**Document**
** Start **

Herr, wenn die stolzen Feinde schnauben,
So gib, dass wir im festen Glauben
Nach deiner Macht und Hülfe sehn!
Wir wollen dir allein vertrauen,
So können wir den scharfen Klauen
Des Feindes unversehrt entgehn.
Lord, when our boastful foes blow fury,
Help us to keep our faith unshaken
And to thy might and help to look!
We
would make thee our sole reliance
And
thus unharmed the cutting talons
And
clutches of the foe escape.
Audio
Example 9: BWV 248VI/1: “Herr,
wenn die stolzen Feinde schnauben”;
John Eliot Gardiner and the English Baroque Soloists and Monteverdi Choir;
courtesy of Deutsche Grammophon
Two
recitatives follow in which the evil king tries to enlist the services of the
wise men as spies, hoping that they will inform him of Jesus’ whereabouts so
that the rival to his temporal power can be eliminated. This has the ring of
court intrigue: Herod calls the wise men to him in secret and lies that he,
too, simply wants “to come and worship” Jesus. Herod is a deceitful king trying
to bend his courtiers to his evil purposes so as to lay another Lord low, as
the text of the second recitative puts it against seething string
accompaniment:
Du Falscher, suche nur den Herrn zu fällen,
Nimm all falsche List,
Dem Heiland nachzustellen.

** End **

In the passage on Herod and the wise men, what kind of accompaniment is the text of the second recitative set against?

**Records provided**
** Start **

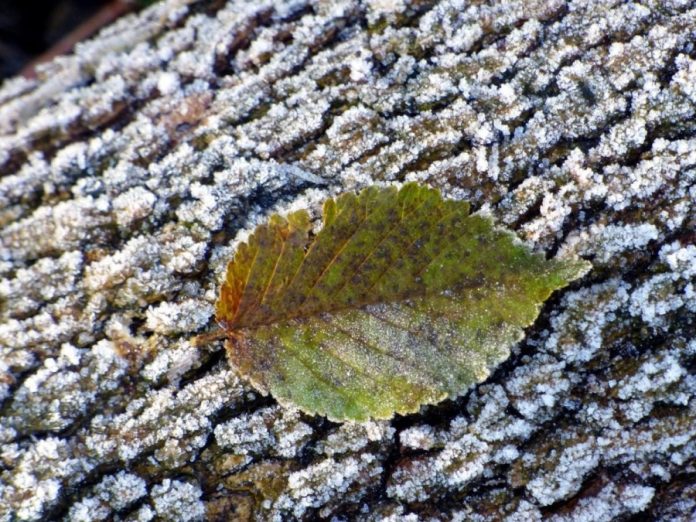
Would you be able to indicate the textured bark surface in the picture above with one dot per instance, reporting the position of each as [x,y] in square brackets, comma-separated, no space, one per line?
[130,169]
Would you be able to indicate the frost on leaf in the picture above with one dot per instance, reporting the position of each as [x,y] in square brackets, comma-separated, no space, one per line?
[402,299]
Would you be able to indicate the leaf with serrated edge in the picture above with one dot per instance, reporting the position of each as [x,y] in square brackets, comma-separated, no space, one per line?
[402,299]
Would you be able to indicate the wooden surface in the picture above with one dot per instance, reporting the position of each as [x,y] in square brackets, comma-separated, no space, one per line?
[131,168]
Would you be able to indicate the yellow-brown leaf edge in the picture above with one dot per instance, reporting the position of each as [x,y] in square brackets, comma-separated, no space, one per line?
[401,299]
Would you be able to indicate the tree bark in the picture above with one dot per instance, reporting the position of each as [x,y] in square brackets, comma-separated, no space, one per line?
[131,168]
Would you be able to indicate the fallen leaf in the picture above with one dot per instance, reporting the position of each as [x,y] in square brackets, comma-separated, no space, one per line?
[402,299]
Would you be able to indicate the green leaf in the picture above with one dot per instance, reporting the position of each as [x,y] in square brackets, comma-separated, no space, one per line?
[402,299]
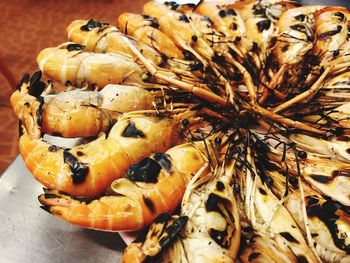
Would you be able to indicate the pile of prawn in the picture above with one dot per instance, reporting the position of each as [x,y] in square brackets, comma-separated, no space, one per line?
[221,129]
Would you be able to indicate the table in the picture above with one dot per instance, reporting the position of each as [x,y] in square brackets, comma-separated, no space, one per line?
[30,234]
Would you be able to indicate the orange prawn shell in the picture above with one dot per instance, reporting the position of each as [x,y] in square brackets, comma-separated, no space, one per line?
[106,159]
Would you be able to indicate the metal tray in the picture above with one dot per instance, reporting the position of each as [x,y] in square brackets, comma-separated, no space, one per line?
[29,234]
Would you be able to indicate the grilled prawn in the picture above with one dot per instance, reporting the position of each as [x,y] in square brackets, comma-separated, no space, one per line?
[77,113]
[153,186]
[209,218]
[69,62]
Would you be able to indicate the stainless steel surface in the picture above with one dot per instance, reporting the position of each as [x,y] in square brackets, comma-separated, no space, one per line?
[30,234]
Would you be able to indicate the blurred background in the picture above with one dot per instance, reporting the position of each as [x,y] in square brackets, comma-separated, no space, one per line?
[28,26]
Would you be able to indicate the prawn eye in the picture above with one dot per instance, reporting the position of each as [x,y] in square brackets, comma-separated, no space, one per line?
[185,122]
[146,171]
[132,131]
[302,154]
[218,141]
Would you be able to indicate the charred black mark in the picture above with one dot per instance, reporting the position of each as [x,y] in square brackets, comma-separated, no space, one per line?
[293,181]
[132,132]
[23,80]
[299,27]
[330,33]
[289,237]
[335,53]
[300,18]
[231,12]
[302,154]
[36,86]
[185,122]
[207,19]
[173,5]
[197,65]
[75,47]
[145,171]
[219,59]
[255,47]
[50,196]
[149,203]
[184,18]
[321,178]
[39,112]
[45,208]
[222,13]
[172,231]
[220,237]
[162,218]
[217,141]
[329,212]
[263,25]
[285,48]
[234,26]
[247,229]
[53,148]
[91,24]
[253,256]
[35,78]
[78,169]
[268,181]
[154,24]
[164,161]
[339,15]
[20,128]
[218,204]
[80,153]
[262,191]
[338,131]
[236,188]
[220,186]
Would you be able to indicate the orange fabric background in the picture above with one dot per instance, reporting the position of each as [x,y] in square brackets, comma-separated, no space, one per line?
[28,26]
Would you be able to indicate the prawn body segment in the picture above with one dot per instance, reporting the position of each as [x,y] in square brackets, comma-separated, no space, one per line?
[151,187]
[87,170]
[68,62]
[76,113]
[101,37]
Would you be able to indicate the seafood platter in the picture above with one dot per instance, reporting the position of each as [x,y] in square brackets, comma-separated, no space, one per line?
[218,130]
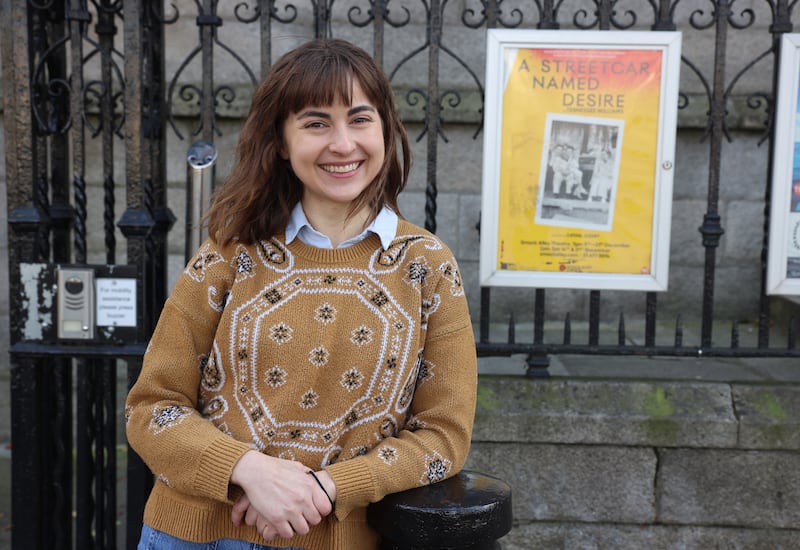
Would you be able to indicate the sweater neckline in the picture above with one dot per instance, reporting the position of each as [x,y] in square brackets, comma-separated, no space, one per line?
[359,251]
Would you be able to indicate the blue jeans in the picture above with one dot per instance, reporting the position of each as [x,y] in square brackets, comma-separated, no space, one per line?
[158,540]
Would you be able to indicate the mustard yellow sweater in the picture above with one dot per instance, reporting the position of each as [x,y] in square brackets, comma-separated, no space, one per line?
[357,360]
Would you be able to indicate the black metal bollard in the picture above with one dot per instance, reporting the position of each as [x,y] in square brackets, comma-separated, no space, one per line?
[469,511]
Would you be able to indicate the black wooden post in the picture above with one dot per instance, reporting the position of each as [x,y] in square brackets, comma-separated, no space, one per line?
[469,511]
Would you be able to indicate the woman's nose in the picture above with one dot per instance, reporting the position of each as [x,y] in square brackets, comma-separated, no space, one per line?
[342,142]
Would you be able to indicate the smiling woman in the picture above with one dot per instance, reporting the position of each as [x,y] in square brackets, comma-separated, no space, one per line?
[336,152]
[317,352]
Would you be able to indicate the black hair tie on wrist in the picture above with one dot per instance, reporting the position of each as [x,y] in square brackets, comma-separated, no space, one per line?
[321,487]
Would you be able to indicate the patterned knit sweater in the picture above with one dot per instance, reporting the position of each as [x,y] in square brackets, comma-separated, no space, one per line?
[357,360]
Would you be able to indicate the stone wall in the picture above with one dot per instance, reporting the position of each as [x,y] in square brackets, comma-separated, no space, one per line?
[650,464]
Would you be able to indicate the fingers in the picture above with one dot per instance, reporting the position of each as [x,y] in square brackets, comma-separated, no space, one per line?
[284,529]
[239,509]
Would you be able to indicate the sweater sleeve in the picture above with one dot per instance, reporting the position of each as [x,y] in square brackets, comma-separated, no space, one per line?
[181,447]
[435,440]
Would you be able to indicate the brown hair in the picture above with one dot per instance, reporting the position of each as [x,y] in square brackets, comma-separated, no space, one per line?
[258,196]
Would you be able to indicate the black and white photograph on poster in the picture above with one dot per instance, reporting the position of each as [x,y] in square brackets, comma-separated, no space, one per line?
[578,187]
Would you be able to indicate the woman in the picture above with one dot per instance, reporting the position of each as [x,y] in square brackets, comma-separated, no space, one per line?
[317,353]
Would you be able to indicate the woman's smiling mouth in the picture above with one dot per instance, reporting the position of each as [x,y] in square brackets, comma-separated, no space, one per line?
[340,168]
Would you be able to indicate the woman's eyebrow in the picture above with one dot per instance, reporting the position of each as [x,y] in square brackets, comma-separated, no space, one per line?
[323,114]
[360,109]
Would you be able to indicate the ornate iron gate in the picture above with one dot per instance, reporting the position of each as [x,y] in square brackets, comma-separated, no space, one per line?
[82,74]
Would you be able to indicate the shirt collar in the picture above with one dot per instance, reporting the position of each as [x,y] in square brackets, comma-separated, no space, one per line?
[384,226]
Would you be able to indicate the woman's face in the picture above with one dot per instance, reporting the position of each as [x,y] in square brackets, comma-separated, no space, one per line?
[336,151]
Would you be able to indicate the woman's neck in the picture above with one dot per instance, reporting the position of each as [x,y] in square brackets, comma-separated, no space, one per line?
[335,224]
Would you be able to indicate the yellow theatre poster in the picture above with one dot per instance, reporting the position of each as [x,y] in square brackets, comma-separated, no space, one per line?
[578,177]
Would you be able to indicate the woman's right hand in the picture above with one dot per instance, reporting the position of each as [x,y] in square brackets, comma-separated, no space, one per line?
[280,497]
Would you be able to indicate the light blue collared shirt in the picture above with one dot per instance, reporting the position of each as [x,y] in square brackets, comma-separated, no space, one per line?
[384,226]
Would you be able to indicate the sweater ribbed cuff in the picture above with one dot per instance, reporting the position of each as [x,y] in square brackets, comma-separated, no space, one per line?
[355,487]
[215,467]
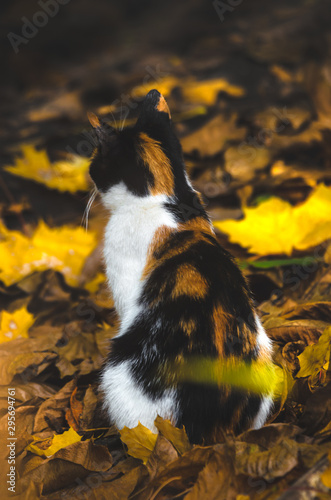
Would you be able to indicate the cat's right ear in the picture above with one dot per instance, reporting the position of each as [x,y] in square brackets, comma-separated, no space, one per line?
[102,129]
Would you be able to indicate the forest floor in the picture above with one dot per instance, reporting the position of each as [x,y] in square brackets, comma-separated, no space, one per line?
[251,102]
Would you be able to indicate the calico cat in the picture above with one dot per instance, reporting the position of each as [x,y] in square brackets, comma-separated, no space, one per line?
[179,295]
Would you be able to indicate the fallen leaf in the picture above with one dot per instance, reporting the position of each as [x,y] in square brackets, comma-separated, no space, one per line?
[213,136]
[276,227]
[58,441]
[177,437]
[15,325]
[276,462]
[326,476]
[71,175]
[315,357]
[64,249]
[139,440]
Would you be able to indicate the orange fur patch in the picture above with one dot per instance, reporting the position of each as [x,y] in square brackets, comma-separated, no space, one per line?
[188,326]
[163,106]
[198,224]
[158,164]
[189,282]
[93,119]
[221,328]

** End **
** Start **

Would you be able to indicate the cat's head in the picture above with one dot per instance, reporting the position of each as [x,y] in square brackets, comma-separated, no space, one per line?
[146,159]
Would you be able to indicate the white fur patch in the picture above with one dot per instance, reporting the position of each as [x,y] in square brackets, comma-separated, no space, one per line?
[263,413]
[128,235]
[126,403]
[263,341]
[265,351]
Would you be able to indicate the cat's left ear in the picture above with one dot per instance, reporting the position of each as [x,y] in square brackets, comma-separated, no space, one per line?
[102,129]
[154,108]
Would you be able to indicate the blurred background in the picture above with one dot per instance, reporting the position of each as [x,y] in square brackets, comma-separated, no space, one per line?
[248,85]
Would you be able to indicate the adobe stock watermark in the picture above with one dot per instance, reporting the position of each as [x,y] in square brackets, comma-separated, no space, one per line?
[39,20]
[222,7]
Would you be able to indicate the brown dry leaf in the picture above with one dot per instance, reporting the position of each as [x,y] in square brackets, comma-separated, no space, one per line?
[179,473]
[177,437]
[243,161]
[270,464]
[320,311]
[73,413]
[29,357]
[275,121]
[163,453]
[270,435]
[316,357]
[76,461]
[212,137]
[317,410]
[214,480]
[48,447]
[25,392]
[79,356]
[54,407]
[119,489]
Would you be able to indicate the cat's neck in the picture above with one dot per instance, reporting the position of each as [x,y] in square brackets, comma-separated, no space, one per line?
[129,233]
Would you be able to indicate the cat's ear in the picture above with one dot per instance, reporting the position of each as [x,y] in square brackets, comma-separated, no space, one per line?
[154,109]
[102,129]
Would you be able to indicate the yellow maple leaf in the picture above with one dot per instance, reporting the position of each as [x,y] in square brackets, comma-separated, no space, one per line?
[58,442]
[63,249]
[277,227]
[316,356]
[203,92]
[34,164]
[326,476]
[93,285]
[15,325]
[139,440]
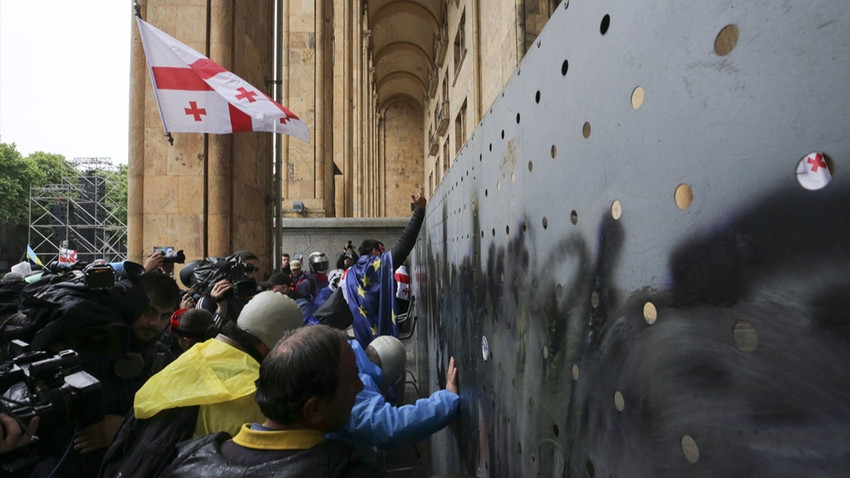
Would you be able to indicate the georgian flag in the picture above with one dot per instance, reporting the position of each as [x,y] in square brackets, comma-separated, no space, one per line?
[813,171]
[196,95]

** End **
** Start **

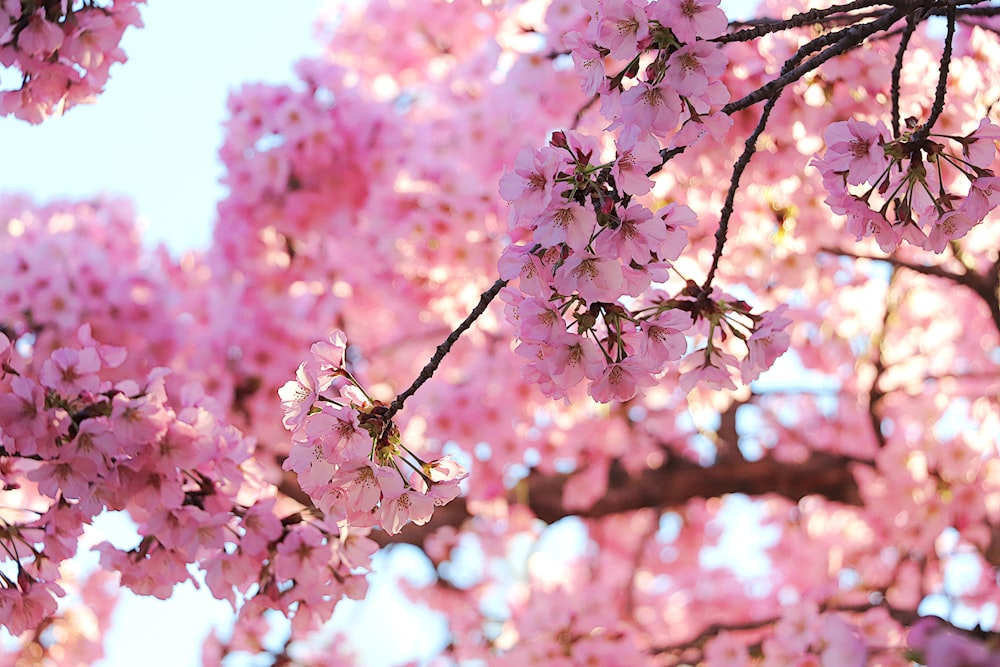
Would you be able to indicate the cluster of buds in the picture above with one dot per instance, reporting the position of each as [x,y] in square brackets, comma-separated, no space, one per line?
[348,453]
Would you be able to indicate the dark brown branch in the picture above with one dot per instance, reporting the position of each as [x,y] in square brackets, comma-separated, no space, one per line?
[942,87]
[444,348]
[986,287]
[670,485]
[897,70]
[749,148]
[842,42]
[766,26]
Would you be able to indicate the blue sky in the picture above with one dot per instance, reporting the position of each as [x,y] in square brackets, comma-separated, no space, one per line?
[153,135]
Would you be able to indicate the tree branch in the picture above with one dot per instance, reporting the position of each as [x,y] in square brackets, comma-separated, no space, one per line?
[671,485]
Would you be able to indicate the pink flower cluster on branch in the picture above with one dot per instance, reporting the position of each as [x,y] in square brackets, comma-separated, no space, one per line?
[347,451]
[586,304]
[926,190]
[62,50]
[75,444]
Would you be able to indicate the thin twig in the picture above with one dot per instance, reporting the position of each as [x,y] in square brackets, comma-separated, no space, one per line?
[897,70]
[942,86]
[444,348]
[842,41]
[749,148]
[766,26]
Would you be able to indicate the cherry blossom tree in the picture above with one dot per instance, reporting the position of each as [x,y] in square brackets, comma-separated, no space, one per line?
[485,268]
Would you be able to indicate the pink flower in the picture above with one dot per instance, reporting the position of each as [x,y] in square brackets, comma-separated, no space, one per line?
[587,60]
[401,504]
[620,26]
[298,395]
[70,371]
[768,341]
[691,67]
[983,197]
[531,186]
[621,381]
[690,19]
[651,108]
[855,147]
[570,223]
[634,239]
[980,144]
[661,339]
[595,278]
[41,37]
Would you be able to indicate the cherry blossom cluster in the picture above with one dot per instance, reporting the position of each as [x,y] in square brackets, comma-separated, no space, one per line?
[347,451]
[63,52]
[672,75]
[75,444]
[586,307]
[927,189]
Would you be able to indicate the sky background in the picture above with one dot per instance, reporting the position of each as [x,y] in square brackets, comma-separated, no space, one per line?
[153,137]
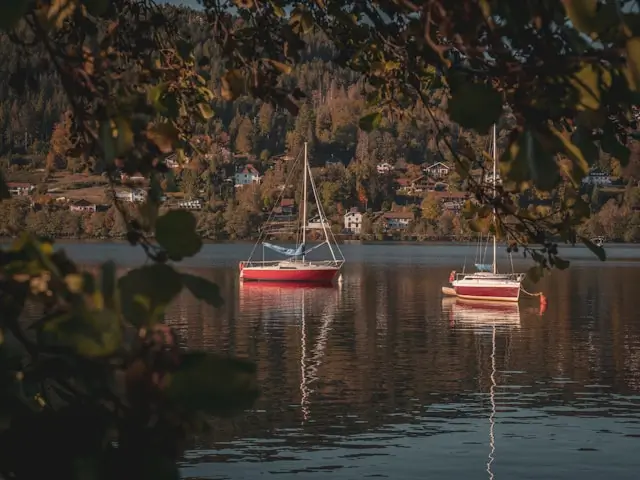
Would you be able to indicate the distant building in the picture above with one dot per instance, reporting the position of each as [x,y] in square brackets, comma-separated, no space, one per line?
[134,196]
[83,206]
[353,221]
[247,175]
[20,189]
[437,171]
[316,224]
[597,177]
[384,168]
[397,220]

** End **

**Output for this task**
A seething string accompaniment.